Exercise details: Reproduce all of the records below, switching each occurrence of "supply" to "provide" and leaving every other word unchanged.

Data provided:
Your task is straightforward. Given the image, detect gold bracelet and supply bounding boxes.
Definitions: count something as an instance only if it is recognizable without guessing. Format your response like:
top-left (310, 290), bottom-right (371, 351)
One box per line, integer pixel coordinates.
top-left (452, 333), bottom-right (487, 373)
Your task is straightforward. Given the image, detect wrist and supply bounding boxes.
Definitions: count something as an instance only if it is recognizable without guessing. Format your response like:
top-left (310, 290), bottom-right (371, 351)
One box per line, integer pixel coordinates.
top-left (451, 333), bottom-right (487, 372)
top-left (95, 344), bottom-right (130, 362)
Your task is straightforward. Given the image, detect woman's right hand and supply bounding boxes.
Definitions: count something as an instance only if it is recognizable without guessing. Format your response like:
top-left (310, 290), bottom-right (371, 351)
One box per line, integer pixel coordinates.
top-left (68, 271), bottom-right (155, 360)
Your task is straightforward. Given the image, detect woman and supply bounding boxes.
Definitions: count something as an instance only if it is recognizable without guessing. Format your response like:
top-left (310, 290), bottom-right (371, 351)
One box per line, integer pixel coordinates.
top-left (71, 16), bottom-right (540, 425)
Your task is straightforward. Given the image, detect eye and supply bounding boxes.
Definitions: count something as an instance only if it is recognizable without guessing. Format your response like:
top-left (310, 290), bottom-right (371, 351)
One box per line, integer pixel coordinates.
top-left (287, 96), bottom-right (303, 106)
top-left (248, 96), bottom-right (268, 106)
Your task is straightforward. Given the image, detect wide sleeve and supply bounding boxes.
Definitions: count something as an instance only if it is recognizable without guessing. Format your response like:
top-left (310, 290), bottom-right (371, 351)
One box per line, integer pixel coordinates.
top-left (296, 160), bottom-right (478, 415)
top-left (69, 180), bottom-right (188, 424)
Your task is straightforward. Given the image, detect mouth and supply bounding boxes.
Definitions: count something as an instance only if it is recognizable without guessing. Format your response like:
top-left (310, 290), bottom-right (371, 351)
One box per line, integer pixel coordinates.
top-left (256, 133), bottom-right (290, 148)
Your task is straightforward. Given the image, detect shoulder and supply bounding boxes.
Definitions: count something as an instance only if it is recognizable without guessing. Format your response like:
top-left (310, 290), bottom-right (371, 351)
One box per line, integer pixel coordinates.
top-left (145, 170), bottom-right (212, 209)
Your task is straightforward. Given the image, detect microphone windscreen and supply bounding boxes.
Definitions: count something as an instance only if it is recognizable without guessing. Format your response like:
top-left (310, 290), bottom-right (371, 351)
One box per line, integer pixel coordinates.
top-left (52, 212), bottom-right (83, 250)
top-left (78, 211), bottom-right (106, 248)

Result of this task:
Your task is straightforward. Given the image, detect gold bracelet and provide bounding boxes.
Definitions: count something as an instance only if it is recognizable without guessing. Format your response like:
top-left (310, 290), bottom-right (371, 351)
One box per line, integer pixel coordinates.
top-left (452, 333), bottom-right (487, 373)
Your task is straightforward. Given the image, detect wrist and provide bounding boxes.
Definitions: count something as an instance only if it is recognizable without guessing. Format your response like:
top-left (310, 290), bottom-right (371, 351)
One box per line, integer pixel coordinates.
top-left (451, 333), bottom-right (487, 372)
top-left (95, 344), bottom-right (130, 362)
Your task is straightforward. Given the image, detect woman's right hand and provide bounding boxes.
Definitions: count something as an instance only if it is recognizable without guessing. Format your response like:
top-left (310, 290), bottom-right (371, 351)
One box per line, integer pixel coordinates.
top-left (68, 271), bottom-right (155, 360)
Your task is straightforward. Given the image, detect woman and provide bounding boxes.
Definitions: count something as an instance only if it is recognizable without guessing. Format your response like:
top-left (310, 290), bottom-right (371, 351)
One box per line, integer pixel coordinates.
top-left (71, 16), bottom-right (540, 425)
Your task is straightforward. Given the image, detect eye and provide bounding boxes.
Definitions: count something as an instance only if it is recognizable without guessing. Format your response like:
top-left (310, 290), bottom-right (371, 351)
One box per line, integer pixel coordinates.
top-left (287, 96), bottom-right (303, 106)
top-left (248, 96), bottom-right (268, 106)
Your task is straightforward. Given the image, detect wide sleeve and provide bounding boxes.
Definitions: count something as an instance only if it is recognizable without guessing. Format your response like:
top-left (310, 290), bottom-right (371, 351)
One box per line, integer pixel coordinates.
top-left (296, 160), bottom-right (478, 415)
top-left (69, 180), bottom-right (188, 424)
Your task is straightforward. Given the image, detect mouth and provide bounding boxes.
Definitions: count something as an instance only if it is recognizable without guessing. Format your response like:
top-left (310, 290), bottom-right (371, 351)
One box per line, integer pixel coordinates.
top-left (256, 133), bottom-right (290, 148)
Your task is straightforward. Given the image, detect shoulder and provide bounding boxes.
Definitions: count something as an instance only if it is recognizable without guessing. Format your response like:
top-left (310, 290), bottom-right (371, 351)
One box per line, integer pixel coordinates.
top-left (145, 170), bottom-right (212, 209)
Your task is straightforward. Given the image, detect microphone windscreen and provide bounding boxes.
Definitions: count something as an instance only if it is recognizable without guessing. Format your response like:
top-left (310, 290), bottom-right (371, 351)
One box per line, integer pixel coordinates.
top-left (52, 212), bottom-right (83, 250)
top-left (78, 211), bottom-right (106, 248)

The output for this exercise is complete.